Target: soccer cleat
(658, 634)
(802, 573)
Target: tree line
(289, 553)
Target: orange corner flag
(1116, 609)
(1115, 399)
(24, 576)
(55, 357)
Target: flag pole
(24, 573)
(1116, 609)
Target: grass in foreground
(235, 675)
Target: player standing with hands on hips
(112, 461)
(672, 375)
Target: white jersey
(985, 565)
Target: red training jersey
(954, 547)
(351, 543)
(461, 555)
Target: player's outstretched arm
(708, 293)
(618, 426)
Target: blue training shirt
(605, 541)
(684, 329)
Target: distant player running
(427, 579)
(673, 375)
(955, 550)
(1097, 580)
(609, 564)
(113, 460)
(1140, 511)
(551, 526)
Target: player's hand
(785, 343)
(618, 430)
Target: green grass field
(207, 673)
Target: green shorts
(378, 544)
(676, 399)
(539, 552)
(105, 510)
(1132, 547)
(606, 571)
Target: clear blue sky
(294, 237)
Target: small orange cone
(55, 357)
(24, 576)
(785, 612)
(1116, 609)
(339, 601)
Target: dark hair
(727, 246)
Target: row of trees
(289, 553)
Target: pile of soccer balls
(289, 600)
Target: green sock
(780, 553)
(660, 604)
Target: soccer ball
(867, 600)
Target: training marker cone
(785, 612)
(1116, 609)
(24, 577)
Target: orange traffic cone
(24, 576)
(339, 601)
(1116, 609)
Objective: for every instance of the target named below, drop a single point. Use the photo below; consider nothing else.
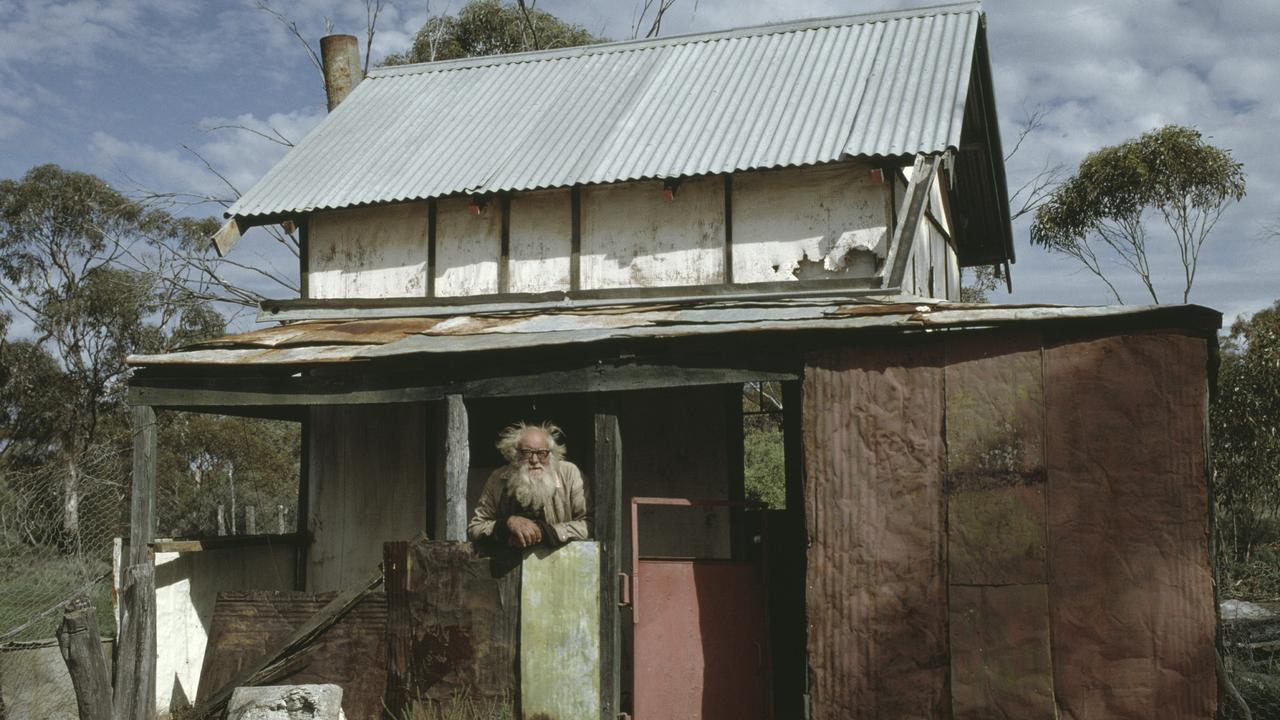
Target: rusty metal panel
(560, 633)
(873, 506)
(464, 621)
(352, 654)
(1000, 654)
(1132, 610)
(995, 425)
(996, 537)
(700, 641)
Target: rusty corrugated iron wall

Aim of the task:
Copy everything in the listing above exactly except the pictures.

Response below:
Target: soccer cleat
(658, 634)
(802, 573)
Target: tree line
(289, 553)
Target: orange corner flag
(1116, 609)
(1115, 399)
(24, 576)
(55, 357)
Target: flag pole
(24, 573)
(1116, 609)
Target: grass in foreground
(235, 675)
Target: player standing with hands on hips
(112, 461)
(672, 375)
Target: white jersey
(985, 565)
Target: red training jersey
(954, 547)
(351, 543)
(461, 555)
Target: player's outstretched arm
(708, 293)
(618, 426)
Target: blue training shirt
(605, 541)
(684, 329)
Target: distant player running
(427, 579)
(673, 375)
(955, 550)
(1097, 580)
(609, 564)
(113, 460)
(1140, 511)
(551, 526)
Target: player's hand
(785, 343)
(618, 430)
Target: green grass field
(207, 673)
Target: green shorts
(378, 544)
(676, 399)
(539, 552)
(105, 510)
(1132, 547)
(606, 571)
Target: clear blue sky
(294, 237)
Target: small orange cone
(55, 357)
(24, 576)
(785, 612)
(1116, 609)
(339, 601)
Target: dark hair
(727, 246)
Target: row of trees
(289, 553)
Target: pile of soccer balls
(289, 600)
Target: green sock
(780, 553)
(660, 604)
Target: soccer ball
(867, 600)
Target: training marker cone
(785, 612)
(1116, 609)
(24, 577)
Target: orange traffic cone
(24, 576)
(339, 601)
(1116, 609)
Objective: for every instance of the target named below, drop a single point. Use the photo below; consider nothing else.
Target: rusty metal panel
(560, 633)
(873, 506)
(464, 621)
(352, 654)
(1000, 654)
(1132, 610)
(995, 425)
(996, 537)
(700, 641)
Target: rusty corrugated iron wall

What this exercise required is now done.